■ Task goal ■
From the passage below on balancing diet, drugs, and exercise, extract the text starting at "The numbers need" up to and including "and kidneys unhappy.".

■ Provided passage ■
The 4-Hour Body_ An Uncommon Guide to Ra - Timothy Ferriss [13]
An equal split would look like this:
________/________/________ (33% diet, 33% drugs, 33% exercise)
It is possible to reach your 20-pound recomp goal with any combination of the three, but some combinations are better than others. One hundred percent drugs can get you there, for example, but it will produce the most long-term side effects. One hundred percent exercise can get you there, but if injuries or circumstances interfere, the return to baseline is fast.
/__________/ (100% drugs) = side effects
//__________ (100% exercise) = easy to derail
Here is the ratio of most of the fat-loss case studies in this book:
______/_/___ (60% diet, 10% drugs, 30% exercise)
If you’re unable to follow a prescribed diet, as is sometimes the case with travel or vegetarianism, you’ll need to move the sliders to increase the % attention paid to exercise and drugs. For example:
_/____/_____ (10% diet, 45% drugs, 45% exercise)
The numbers need not be measured, but this concept is critical to keep in mind as the world interferes with plans. Learning diet and exercise principles is priority #1, as these are the bedrock elements. Relying too much on drugs makes your liver and kidneys unhappy.

■ Region pointing data ■

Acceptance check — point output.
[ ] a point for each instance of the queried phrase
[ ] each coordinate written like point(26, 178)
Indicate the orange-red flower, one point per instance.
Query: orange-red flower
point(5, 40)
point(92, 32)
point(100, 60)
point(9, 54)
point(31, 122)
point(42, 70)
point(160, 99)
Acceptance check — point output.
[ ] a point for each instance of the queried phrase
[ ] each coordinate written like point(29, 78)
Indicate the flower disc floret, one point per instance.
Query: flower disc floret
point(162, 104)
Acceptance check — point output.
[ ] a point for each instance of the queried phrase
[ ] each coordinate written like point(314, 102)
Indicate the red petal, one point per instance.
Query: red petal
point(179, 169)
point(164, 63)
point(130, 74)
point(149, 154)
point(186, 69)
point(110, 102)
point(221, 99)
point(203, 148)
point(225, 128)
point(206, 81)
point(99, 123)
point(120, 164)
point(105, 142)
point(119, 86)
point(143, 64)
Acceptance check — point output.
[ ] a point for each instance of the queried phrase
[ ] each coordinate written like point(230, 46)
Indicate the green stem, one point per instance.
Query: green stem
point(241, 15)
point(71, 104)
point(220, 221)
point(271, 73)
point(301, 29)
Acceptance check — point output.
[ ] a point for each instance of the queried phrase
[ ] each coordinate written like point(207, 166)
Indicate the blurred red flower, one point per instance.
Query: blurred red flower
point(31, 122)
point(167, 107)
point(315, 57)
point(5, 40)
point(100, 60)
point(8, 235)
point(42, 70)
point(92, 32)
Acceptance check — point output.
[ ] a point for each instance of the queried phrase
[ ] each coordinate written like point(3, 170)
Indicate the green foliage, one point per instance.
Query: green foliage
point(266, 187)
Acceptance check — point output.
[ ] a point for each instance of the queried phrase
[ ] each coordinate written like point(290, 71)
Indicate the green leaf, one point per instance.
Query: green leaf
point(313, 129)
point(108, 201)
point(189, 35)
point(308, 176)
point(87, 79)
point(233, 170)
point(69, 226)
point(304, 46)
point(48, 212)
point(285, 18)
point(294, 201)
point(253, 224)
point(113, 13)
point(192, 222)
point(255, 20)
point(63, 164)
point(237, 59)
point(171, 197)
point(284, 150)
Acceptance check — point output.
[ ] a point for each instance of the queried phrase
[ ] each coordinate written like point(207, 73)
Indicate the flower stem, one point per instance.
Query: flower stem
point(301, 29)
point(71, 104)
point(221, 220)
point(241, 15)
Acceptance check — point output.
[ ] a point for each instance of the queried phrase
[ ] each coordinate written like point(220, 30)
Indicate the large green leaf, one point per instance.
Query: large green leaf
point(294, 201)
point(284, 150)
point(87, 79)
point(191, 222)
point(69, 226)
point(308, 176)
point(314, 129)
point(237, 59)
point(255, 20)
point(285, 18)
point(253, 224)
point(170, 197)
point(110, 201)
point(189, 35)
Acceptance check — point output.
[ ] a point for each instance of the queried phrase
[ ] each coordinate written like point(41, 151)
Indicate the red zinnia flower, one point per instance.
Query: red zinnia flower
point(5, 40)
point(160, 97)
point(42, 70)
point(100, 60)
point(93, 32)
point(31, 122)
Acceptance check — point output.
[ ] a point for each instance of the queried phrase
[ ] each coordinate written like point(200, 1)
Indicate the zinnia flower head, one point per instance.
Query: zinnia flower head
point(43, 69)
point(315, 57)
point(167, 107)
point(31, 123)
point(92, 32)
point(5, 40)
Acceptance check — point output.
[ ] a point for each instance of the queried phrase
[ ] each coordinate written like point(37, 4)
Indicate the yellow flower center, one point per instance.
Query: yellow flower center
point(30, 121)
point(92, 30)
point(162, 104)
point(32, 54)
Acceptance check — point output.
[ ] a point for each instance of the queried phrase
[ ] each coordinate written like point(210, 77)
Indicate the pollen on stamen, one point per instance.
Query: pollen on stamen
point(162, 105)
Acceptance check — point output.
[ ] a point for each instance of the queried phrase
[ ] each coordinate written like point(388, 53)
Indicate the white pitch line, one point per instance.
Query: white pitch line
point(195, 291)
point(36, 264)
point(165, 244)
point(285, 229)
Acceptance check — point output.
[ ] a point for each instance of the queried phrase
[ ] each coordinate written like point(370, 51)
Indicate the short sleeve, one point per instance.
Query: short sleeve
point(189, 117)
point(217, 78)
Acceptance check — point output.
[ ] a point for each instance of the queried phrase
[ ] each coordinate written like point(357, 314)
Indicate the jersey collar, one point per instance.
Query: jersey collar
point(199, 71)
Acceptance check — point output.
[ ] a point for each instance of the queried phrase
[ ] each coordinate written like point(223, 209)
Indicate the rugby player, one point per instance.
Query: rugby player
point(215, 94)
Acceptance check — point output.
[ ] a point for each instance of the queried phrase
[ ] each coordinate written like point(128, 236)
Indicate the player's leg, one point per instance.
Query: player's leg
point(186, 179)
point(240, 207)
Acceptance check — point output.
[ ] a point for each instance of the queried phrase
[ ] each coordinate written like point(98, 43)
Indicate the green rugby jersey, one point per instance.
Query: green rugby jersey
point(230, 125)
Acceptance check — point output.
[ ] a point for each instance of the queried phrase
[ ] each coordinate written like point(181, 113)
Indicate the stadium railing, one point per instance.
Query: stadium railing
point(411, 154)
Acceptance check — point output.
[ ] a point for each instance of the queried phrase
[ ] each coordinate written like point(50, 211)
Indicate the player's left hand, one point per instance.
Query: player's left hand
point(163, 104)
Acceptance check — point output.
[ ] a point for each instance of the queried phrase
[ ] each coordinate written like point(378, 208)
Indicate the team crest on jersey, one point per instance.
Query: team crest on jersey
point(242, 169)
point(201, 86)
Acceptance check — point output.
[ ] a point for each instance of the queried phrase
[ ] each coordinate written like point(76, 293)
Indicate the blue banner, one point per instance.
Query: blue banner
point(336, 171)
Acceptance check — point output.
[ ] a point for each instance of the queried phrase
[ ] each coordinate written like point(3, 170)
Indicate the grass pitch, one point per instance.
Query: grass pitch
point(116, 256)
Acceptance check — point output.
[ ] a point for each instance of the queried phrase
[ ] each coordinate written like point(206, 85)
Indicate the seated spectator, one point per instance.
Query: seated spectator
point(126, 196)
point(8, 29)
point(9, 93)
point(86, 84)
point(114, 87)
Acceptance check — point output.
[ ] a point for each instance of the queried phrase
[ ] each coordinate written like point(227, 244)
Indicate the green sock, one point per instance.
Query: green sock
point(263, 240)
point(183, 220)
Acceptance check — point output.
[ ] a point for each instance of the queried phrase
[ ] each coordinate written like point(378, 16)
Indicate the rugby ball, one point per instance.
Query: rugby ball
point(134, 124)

■ Expected answer ■
The numbers need not be measured, but this concept is critical to keep in mind as the world interferes with plans. Learning diet and exercise principles is priority #1, as these are the bedrock elements. Relying too much on drugs makes your liver and kidneys unhappy.